Texto del ejercicio:

▽

Fiebre manuscrita
Después de 30 años leyendo a Proust he visto por primera vez de cerca su letra
Por Antonio Muñoz
Molina
Marcel Proust tenía una letra rasgada y diminuta y escribía
sobre cualquier superficie que tuviera a mano. Escribía en estrechos cuadernos
verticales quizás pensados para ajustarse a los bolsillos de una chaqueta o un
abrigo de su época, cuadernos diseñados con una elegancia mundana de pitilleras
o petacas de licor. Escribía en baratos cuadernos escolares y en hojas a veces
no más grandes que un papel de fumar, en reversos de sobres, en páginas
arrancadas de agendas. Escribía en los márgenes y entre las líneas de las
copias mecanografiadas de los capítulos de su novela inacabable y en el reverso
en blanco de esas mismas páginas. Escribía sobre las galeradas ya compuestas y
a punto de editarse. La letra inclinada y mínima se infiltraba como raíces y
tentáculos de una planta trepadora entre las líneas rectas y los márgenes fijos
del texto impreso, que así recobraba su condición de borrador, de obra en
marcha que no puede darse nunca por terminada mientras dure la vida y la
imaginación permanezca activa. Lo que había parecido definitivo ahora sucumbía
a tachaduras en aspa y borrones furiosos. A lo ya terminado y corregido le
brotaba la hiedra selvática de nuevas ocurrencias, de vínculos recién
descubiertos y de hilos de intuiciones que era preciso seguir.

△

Extracto de datos:
▽

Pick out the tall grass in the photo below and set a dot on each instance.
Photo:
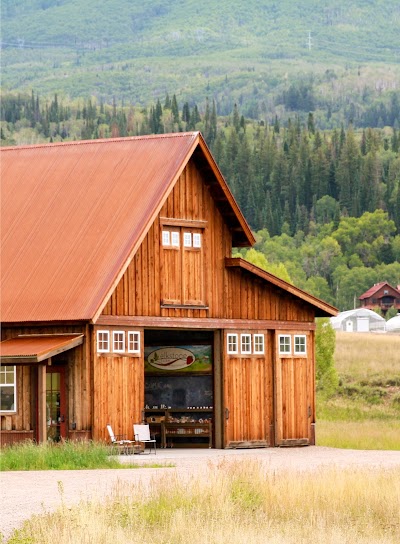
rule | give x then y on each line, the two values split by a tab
364	413
65	456
238	503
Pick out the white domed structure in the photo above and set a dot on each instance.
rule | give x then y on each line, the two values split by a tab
358	320
393	324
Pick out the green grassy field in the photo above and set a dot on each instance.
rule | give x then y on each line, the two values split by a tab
365	411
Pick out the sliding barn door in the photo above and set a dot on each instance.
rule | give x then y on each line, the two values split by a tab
294	394
247	401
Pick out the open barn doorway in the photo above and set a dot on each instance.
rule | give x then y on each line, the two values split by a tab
179	387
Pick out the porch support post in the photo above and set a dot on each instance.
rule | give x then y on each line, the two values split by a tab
42	424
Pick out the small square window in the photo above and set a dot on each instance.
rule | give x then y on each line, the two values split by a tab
245	344
118	341
175	239
187	239
285	344
300	344
196	239
103	341
258	343
166	238
133	342
232	343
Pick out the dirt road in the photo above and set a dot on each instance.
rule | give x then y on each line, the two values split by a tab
23	494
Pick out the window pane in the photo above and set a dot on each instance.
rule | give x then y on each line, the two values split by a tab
166	238
232	343
7	398
285	344
175	239
196	240
258	343
118	341
245	340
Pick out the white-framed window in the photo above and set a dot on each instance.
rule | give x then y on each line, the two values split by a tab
8	389
175	239
196	239
166	238
187	239
133	341
103	341
285	344
258	343
245	344
300	344
119	341
232	343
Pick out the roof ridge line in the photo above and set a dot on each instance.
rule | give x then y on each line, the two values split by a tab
193	133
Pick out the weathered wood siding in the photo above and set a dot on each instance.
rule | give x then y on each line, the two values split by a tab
118	391
78	388
248	397
294	395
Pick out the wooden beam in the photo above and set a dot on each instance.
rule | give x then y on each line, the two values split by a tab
42	418
203	323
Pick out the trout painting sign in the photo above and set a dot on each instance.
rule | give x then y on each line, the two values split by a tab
178	358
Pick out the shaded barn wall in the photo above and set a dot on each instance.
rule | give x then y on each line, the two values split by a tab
78	384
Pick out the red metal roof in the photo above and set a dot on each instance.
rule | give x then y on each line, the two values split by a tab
74	214
36	348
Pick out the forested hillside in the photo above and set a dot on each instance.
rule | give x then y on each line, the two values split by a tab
325	205
339	60
299	103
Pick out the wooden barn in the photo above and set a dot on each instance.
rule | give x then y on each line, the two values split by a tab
121	302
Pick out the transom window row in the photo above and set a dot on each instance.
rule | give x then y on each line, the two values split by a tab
299	344
245	344
172	239
118	341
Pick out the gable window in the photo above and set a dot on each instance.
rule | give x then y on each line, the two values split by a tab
118	341
182	278
196	239
103	341
285	344
232	343
245	344
258	343
187	239
175	239
134	342
300	344
8	389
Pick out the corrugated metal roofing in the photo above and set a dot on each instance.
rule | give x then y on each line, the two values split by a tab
73	214
36	348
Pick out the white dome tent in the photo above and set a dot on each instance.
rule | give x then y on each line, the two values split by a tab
358	320
393	324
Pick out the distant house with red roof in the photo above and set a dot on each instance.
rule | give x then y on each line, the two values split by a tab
381	295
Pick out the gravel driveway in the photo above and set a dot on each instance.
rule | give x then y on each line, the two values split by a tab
23	494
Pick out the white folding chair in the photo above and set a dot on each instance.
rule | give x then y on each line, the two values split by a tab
141	434
120	442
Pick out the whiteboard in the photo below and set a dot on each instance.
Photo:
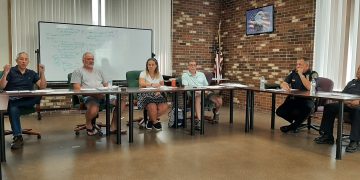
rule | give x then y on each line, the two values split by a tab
117	50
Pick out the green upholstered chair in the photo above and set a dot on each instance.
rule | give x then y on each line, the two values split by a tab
27	111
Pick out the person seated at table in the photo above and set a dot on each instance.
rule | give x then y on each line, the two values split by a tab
331	111
154	102
195	78
90	77
295	110
20	77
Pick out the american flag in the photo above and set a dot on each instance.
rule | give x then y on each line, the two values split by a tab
218	66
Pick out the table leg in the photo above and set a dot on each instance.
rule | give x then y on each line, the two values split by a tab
339	131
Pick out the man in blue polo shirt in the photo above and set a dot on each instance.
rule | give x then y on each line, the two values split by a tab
21	78
194	78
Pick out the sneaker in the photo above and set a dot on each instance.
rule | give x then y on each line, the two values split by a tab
157	126
197	125
17	143
353	146
324	139
149	125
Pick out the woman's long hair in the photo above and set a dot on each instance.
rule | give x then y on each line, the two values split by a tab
157	73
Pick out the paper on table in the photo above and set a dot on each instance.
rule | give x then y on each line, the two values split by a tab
102	88
233	84
167	87
87	89
42	91
149	88
215	86
21	91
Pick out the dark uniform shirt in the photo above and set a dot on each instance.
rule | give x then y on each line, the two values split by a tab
18	81
353	87
294	81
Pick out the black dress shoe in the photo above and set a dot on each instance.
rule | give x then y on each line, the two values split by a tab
324	139
352	147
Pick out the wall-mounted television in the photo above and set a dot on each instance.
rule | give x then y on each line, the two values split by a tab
260	20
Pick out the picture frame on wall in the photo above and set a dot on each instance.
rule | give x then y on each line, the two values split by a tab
260	20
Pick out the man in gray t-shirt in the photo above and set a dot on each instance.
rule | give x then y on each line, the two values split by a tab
90	77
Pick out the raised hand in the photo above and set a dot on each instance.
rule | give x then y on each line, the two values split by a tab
7	69
41	68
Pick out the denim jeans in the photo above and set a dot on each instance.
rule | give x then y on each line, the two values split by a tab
14	111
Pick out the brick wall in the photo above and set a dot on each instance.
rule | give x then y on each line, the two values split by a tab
246	57
195	25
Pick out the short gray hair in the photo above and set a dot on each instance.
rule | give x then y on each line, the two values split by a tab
21	53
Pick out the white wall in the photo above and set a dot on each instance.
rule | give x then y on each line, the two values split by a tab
4	34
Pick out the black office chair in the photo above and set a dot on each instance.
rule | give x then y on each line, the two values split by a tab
78	103
27	111
322	84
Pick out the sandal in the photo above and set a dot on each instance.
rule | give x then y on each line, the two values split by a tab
91	132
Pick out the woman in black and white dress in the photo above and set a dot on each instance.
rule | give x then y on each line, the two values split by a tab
154	102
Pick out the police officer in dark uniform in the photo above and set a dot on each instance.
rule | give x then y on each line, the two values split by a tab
295	110
332	110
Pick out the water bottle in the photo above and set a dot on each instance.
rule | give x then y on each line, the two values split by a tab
313	87
110	84
262	83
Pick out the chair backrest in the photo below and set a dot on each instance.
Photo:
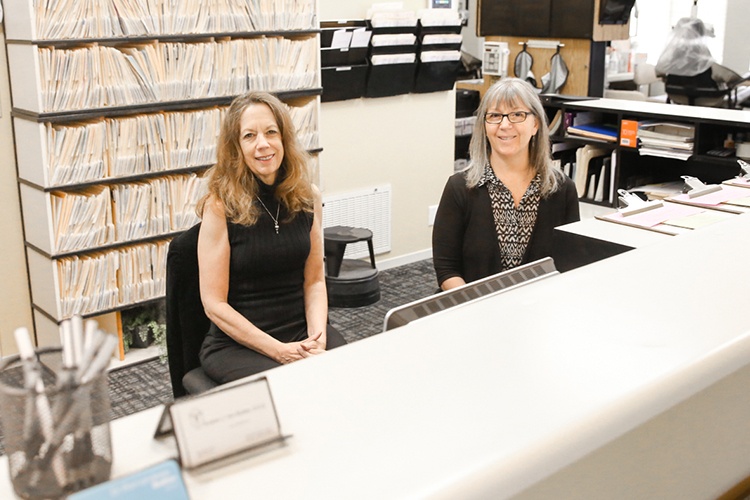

△

Objetivo de la tarea: Enumera todos los soportes sobre los que, según el texto sobre la letra de Proust, escribía el novelista.

Solución del ejercicio:
- Estrechos cuadernos verticales
- Baratos cuadernos escolares
- Hojas a veces no más grandes que un papel de fumar
- Reversos de sobres
- Páginas arrancadas de agendas
- Los márgenes y los espacios entre las líneas de las copias mecanografiadas de los capítulos de su novela
- El reverso en blanco de esas mismas páginas
- Las galeradas ya compuestas y a punto de editarse